▶ [Selected passage]:
=== Begin Enclosure ===

With the introduction of any new intramedullary device, unique issues for removal arise. This nail can only be removed with a femoral osteotomy; but as the main reason for removal is increasing deformation, this is not an issue. The ridges in the nail have not proved to be problematic for removal as the bone surrounding them remain soft and fibrous and rigid bone ingrowth does not occur.
For the most severe cases, total hip arthroplasty is not an alternative. A prosthesis can only be inserted if there is a long enough healthy area of the femoral shaft so that a solid fixation of the prosthesis is possible. In a recent article with nine total hip replacements in fibrous dysplasia patients, most of them had monostotic disease with less extensive involvement of the femur.15 Correction of the femoral deformity is therefore the only option that offers the possibility to maintain or restore the walking ability of these patients. Eleven of our 12 patients had a significant improvement of their walking ability after the operation, most of them were able to walk without crutches. This has not only a major impact on the quality of life, but it also avoids the additional problem of osteoporosis. In conclusion, the retrograde intramedullary nail offers a possibility to correct severe deformations of the femur due to polyostotic fibrous dysplasia with good medium-term, and maybe even long-term, stability. The nail is custom-made by Synthes Switzerland and it takes approximately six weeks to produce it. The procedure has to be planned carefully. It therefore cannot be used in an emergency situation. The operation is technically demanding, requiring very careful handling of the extremely soft bone with the ability to manage significant blood loss that can occur in such cases.
We thank the following people for their contributions to this study: Prof. Franz Grill and Ass. Prof. Rudi Ganger (Vienna, Austria), Dr. Chris Harris (Melbourne, Australia), Prof. Rudiger Krauspe (Dusseldorf Germany), Mrs. Daniela Peier (Basel Switzerland), Mr. Thomas Rickenbacher (Synthes GmbH Oberdorf, Switzerland), Dr. Roberto Sossai (Lucerne, Switzerland) and Dr. Falk Thielemann (Dresden, Germany).
No benefits in any form have been received or will be received from a commercial party related directly or indirectly to the subject of this article.
All procedures performed in studies involving human participants were in accordance with the ethical standards of the institutional and national research committee and with the 1964 Helsinki declaration and its later amendments or comparable ethical standards. A formal approval of the local ethical committees in the cities where the authors are practising was attained. For this type of retrospective study a formal consent of the patients/parents is not required. This article does not contain any studies with animals performed by any of the authors.

=== End Enclosure ===

▶ [Available data]:
=== Begin Enclosure ===

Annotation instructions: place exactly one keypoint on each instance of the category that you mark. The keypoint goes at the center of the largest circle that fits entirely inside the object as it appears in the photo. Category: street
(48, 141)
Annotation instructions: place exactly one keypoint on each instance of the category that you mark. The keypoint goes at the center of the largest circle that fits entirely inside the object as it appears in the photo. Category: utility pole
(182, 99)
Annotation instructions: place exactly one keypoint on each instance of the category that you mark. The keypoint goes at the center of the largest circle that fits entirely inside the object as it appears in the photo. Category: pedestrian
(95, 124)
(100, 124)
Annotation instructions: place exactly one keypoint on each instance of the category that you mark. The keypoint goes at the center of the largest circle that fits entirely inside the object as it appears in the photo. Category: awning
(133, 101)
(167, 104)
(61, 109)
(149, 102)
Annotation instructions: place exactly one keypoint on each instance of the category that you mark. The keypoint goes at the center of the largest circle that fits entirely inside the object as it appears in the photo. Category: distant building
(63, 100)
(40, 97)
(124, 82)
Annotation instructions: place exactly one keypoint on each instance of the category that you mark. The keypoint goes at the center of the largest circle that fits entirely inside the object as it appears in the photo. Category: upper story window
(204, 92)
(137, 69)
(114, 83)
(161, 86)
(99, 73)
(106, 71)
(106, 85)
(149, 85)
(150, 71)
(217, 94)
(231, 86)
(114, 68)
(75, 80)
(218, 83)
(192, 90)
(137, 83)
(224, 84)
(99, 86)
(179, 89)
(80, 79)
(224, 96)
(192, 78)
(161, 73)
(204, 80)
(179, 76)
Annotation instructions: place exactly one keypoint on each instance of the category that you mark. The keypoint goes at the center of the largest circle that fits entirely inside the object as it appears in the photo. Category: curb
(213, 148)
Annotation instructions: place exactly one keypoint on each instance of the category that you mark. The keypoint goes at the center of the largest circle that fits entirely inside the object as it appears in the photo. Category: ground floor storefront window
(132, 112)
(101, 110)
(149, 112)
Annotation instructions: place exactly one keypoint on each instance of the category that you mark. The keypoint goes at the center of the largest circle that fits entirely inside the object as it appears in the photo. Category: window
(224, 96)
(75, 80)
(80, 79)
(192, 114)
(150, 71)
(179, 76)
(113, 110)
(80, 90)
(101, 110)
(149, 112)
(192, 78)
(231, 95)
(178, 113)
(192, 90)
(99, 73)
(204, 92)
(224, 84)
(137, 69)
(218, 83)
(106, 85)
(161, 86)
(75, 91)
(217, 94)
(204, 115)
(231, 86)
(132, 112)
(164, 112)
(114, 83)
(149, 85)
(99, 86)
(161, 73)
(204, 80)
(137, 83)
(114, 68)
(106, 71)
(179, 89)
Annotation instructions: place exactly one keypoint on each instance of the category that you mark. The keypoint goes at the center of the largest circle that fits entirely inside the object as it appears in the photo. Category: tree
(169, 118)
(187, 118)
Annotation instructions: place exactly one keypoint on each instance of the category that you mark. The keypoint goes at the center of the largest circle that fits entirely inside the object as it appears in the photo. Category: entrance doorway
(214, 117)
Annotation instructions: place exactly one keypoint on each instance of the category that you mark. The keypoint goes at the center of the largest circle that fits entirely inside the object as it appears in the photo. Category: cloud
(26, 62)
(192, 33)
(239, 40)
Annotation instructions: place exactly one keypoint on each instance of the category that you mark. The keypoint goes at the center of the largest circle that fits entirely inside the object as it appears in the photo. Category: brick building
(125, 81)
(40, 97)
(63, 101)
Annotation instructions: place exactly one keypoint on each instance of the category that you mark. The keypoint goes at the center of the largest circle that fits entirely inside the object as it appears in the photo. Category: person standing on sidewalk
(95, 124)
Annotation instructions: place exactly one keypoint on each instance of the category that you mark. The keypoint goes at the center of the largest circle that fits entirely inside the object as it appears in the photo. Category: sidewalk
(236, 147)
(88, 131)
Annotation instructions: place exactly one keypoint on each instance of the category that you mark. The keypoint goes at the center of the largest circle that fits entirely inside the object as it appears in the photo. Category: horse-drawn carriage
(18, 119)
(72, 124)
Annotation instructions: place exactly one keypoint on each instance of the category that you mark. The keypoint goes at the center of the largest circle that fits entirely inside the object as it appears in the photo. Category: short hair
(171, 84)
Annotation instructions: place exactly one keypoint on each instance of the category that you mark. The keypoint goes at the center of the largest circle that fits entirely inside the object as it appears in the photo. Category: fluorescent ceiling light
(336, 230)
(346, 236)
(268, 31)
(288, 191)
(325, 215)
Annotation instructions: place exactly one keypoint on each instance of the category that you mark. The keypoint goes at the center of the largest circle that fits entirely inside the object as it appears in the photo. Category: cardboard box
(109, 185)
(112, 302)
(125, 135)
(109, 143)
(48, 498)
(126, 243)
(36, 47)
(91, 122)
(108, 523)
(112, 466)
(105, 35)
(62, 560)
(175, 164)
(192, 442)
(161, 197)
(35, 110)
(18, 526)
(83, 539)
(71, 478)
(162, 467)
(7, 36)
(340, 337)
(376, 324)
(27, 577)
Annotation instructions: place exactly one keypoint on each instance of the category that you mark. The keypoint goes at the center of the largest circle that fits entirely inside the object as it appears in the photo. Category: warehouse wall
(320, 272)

=== End Enclosure ===

▶ [Task description]: Reproduce the part of the fibrous dysplasia text above that begins at the words "We thank the" and ends after the words "of this article.".

▶ [Exercise output]:
We thank the following people for their contributions to this study: Prof. Franz Grill and Ass. Prof. Rudi Ganger (Vienna, Austria), Dr. Chris Harris (Melbourne, Australia), Prof. Rudiger Krauspe (Dusseldorf Germany), Mrs. Daniela Peier (Basel Switzerland), Mr. Thomas Rickenbacher (Synthes GmbH Oberdorf, Switzerland), Dr. Roberto Sossai (Lucerne, Switzerland) and Dr. Falk Thielemann (Dresden, Germany).
No benefits in any form have been received or will be received from a commercial party related directly or indirectly to the subject of this article.